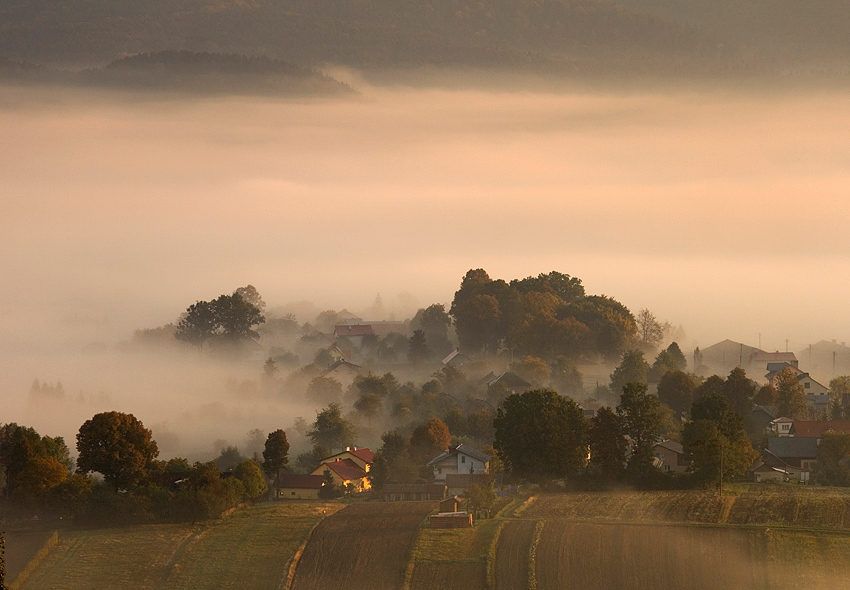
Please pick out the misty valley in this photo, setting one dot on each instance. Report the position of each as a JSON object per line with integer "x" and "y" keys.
{"x": 447, "y": 295}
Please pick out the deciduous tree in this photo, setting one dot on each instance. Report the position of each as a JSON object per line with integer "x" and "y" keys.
{"x": 330, "y": 428}
{"x": 642, "y": 418}
{"x": 275, "y": 454}
{"x": 540, "y": 435}
{"x": 118, "y": 446}
{"x": 632, "y": 369}
{"x": 791, "y": 397}
{"x": 607, "y": 445}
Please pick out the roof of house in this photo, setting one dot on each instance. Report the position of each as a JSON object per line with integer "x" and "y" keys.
{"x": 671, "y": 445}
{"x": 346, "y": 469}
{"x": 816, "y": 428}
{"x": 775, "y": 357}
{"x": 343, "y": 363}
{"x": 771, "y": 411}
{"x": 414, "y": 488}
{"x": 299, "y": 481}
{"x": 347, "y": 330}
{"x": 457, "y": 356}
{"x": 464, "y": 480}
{"x": 510, "y": 379}
{"x": 362, "y": 453}
{"x": 460, "y": 449}
{"x": 788, "y": 447}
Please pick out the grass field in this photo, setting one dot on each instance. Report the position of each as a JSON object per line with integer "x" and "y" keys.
{"x": 249, "y": 549}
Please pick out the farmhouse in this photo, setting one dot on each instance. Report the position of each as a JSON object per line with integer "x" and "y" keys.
{"x": 296, "y": 486}
{"x": 800, "y": 454}
{"x": 345, "y": 472}
{"x": 459, "y": 483}
{"x": 361, "y": 456}
{"x": 459, "y": 459}
{"x": 671, "y": 456}
{"x": 407, "y": 492}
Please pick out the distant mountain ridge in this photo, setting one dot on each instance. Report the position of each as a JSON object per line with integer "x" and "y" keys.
{"x": 186, "y": 71}
{"x": 587, "y": 36}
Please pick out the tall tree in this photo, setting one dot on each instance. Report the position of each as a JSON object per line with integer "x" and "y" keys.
{"x": 607, "y": 445}
{"x": 642, "y": 418}
{"x": 791, "y": 397}
{"x": 540, "y": 435}
{"x": 330, "y": 428}
{"x": 650, "y": 330}
{"x": 632, "y": 369}
{"x": 275, "y": 455}
{"x": 676, "y": 389}
{"x": 429, "y": 440}
{"x": 418, "y": 352}
{"x": 739, "y": 391}
{"x": 118, "y": 446}
{"x": 715, "y": 441}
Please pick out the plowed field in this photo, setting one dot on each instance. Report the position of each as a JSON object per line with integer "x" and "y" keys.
{"x": 362, "y": 546}
{"x": 512, "y": 554}
{"x": 449, "y": 575}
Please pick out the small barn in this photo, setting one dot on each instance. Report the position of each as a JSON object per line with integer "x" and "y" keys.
{"x": 407, "y": 492}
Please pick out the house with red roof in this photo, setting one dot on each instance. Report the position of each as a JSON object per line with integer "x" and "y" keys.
{"x": 298, "y": 486}
{"x": 362, "y": 456}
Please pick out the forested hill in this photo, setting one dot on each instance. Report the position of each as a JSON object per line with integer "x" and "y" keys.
{"x": 571, "y": 35}
{"x": 789, "y": 34}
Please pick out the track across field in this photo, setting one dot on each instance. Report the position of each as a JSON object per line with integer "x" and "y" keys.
{"x": 512, "y": 554}
{"x": 362, "y": 546}
{"x": 449, "y": 575}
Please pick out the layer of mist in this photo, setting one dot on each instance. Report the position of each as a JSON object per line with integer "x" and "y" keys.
{"x": 722, "y": 212}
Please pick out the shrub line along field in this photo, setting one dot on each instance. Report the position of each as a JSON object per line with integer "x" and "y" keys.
{"x": 248, "y": 549}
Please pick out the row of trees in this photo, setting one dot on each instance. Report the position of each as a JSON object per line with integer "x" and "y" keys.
{"x": 227, "y": 319}
{"x": 545, "y": 316}
{"x": 36, "y": 471}
{"x": 541, "y": 436}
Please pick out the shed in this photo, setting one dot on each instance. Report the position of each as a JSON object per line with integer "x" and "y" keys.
{"x": 450, "y": 504}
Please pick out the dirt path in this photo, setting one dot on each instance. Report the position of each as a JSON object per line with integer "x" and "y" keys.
{"x": 512, "y": 554}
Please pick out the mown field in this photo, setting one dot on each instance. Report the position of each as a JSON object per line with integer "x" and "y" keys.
{"x": 249, "y": 549}
{"x": 754, "y": 505}
{"x": 760, "y": 537}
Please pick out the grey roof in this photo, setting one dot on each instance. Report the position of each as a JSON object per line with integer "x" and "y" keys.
{"x": 461, "y": 448}
{"x": 787, "y": 447}
{"x": 772, "y": 411}
{"x": 671, "y": 445}
{"x": 510, "y": 379}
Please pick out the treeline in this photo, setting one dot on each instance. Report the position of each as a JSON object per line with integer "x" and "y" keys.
{"x": 36, "y": 473}
{"x": 545, "y": 316}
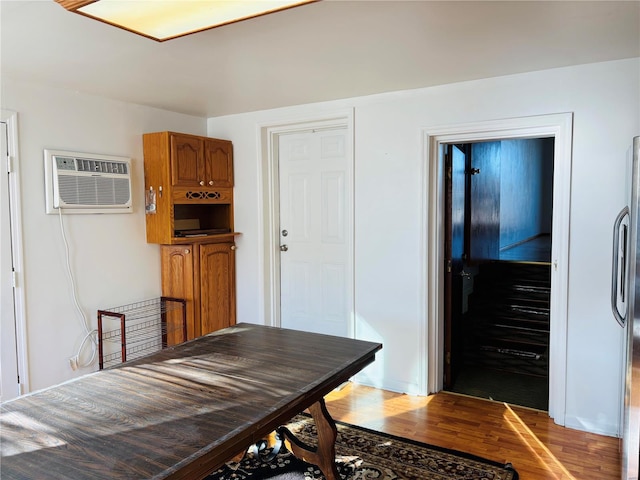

• [Problem statement]: Turn all the records above into a JSON list of strings, one string per line, with blank lines dropped. Leave the pictures out.

• [The output]:
[
  "Please pick out the misty valley in this photo, setting one dot on each instance. Report the position of each as a JSON object per line with integer \"x\" and \"y\" keys.",
  "{\"x\": 447, \"y\": 295}",
  "Please pick out the deciduous tree in this photo, setting one dot on each instance. Report the position of each as a JSON object per line with integer \"x\" and \"y\" keys.",
  "{\"x\": 330, \"y\": 428}",
  "{\"x\": 642, \"y\": 418}",
  "{\"x\": 275, \"y\": 454}",
  "{\"x\": 540, \"y\": 435}",
  "{\"x\": 118, \"y\": 446}",
  "{\"x\": 632, \"y\": 369}",
  "{\"x\": 791, \"y\": 397}",
  "{\"x\": 607, \"y\": 445}",
  "Please pick out the roof of house in this photo, setting one dot on each instance. Report the position of each as a JSON object per line with integer \"x\" and \"y\" keys.",
  "{\"x\": 671, \"y\": 445}",
  "{\"x\": 346, \"y\": 469}",
  "{\"x\": 816, \"y\": 428}",
  "{\"x\": 775, \"y\": 357}",
  "{\"x\": 343, \"y\": 363}",
  "{\"x\": 771, \"y\": 411}",
  "{\"x\": 414, \"y\": 488}",
  "{\"x\": 299, \"y\": 481}",
  "{\"x\": 347, \"y\": 330}",
  "{\"x\": 457, \"y\": 356}",
  "{\"x\": 464, \"y\": 480}",
  "{\"x\": 510, \"y\": 379}",
  "{\"x\": 362, \"y\": 453}",
  "{\"x\": 460, \"y\": 449}",
  "{\"x\": 788, \"y\": 447}",
  "Please pick out the grass field in this photo, setting one dot on each instance. Report the position of each as a JSON object per line with integer \"x\" and \"y\" keys.",
  "{\"x\": 249, \"y\": 549}",
  "Please pick out the farmhouse in this photo, setting one dot on each instance. Report the position of each as a JSON object per line with integer \"x\" and \"y\" keys.",
  "{\"x\": 296, \"y\": 486}",
  "{\"x\": 800, \"y\": 454}",
  "{\"x\": 345, \"y\": 472}",
  "{\"x\": 459, \"y\": 483}",
  "{\"x\": 361, \"y\": 456}",
  "{\"x\": 459, \"y\": 459}",
  "{\"x\": 671, \"y\": 456}",
  "{\"x\": 407, \"y\": 492}",
  "Please pick out the distant mountain ridge in this photo, setting one dot on each instance. Report the position of each as a JSON object per line with integer \"x\" and \"y\" keys.",
  "{\"x\": 186, \"y\": 71}",
  "{\"x\": 587, \"y\": 36}",
  "Please pick out the tall tree in this photo, setting one dot on each instance. Report the position of each as a JSON object per line with integer \"x\" and \"y\" keys.",
  "{\"x\": 607, \"y\": 445}",
  "{\"x\": 642, \"y\": 418}",
  "{\"x\": 791, \"y\": 397}",
  "{\"x\": 540, \"y\": 435}",
  "{\"x\": 330, \"y\": 428}",
  "{\"x\": 650, \"y\": 330}",
  "{\"x\": 632, \"y\": 369}",
  "{\"x\": 275, \"y\": 455}",
  "{\"x\": 676, \"y\": 389}",
  "{\"x\": 429, \"y\": 440}",
  "{\"x\": 418, \"y\": 352}",
  "{\"x\": 739, \"y\": 391}",
  "{\"x\": 118, \"y\": 446}",
  "{\"x\": 715, \"y\": 441}",
  "Please pick out the plowed field in this photo, setting one dot on each instance. Report the position of each as a JSON object per line with integer \"x\" and \"y\" keys.",
  "{\"x\": 362, \"y\": 546}",
  "{\"x\": 512, \"y\": 554}",
  "{\"x\": 449, \"y\": 575}",
  "Please pick out the small barn in this photo, setting one dot on each instance. Report the position of each as a JSON object per line with integer \"x\" and \"y\" keys.",
  "{\"x\": 407, \"y\": 492}",
  "Please pick out the house with red roof in this photo, setting one dot on each instance. Report the position of each as a JSON object per line with integer \"x\" and \"y\" keys.",
  "{\"x\": 298, \"y\": 486}",
  "{\"x\": 362, \"y\": 456}",
  "Please pick out the forested hill in this photo, setting one dot on each instance. Report the position of each as a JSON object per line with integer \"x\" and \"y\" keys.",
  "{\"x\": 571, \"y\": 35}",
  "{\"x\": 789, \"y\": 34}",
  "Please pick out the track across field in this photo, setting one dot on each instance. Report the position of each as a JSON object per line with integer \"x\" and \"y\" keys.",
  "{\"x\": 512, \"y\": 554}",
  "{\"x\": 362, \"y\": 546}",
  "{\"x\": 449, \"y\": 575}",
  "Please pick out the layer of mist in this photo, setting one dot on each instance. Report the position of each as a JSON object per line with integer \"x\" and \"y\" keys.",
  "{\"x\": 722, \"y\": 212}",
  "Please pick out the shrub line along field in this photo, setting one dot on each instance. Report the position of each as a JSON object per line with integer \"x\" and \"y\" keys.",
  "{\"x\": 248, \"y\": 549}",
  "Please pick out the row of trees in this photo, setting one dot on each instance. Report the position of each as a JSON object per line with integer \"x\" and \"y\" keys.",
  "{\"x\": 227, \"y\": 319}",
  "{\"x\": 545, \"y\": 316}",
  "{\"x\": 36, \"y\": 471}",
  "{\"x\": 541, \"y\": 436}",
  "Please pick out the shed in this photo, setting one dot on each instance. Report the position of each as a JSON object per line with integer \"x\" and \"y\" keys.",
  "{\"x\": 450, \"y\": 504}",
  "Please pick out the dirt path in this photo, setting one dot on each instance. Report the position of each as a JSON object per line with integer \"x\" and \"y\" keys.",
  "{\"x\": 512, \"y\": 554}",
  "Please pick out the mown field in this photo, setting one dot on each instance. Report the position of each as a JSON object per line with integer \"x\" and \"y\" keys.",
  "{\"x\": 249, \"y\": 549}",
  "{\"x\": 754, \"y\": 505}",
  "{\"x\": 760, \"y\": 537}",
  "Please pick out the grey roof in this photo, setting one dot on each instance. Report the position of each as a JSON object per line with integer \"x\" and \"y\" keys.",
  "{\"x\": 461, \"y\": 448}",
  "{\"x\": 787, \"y\": 447}",
  "{\"x\": 772, \"y\": 411}",
  "{\"x\": 671, \"y\": 445}",
  "{\"x\": 510, \"y\": 379}",
  "Please pick out the treeline in this photo, setting one dot on each instance. Report the position of each as a JSON object per line with integer \"x\" and \"y\" keys.",
  "{\"x\": 36, \"y\": 473}",
  "{\"x\": 545, \"y\": 316}"
]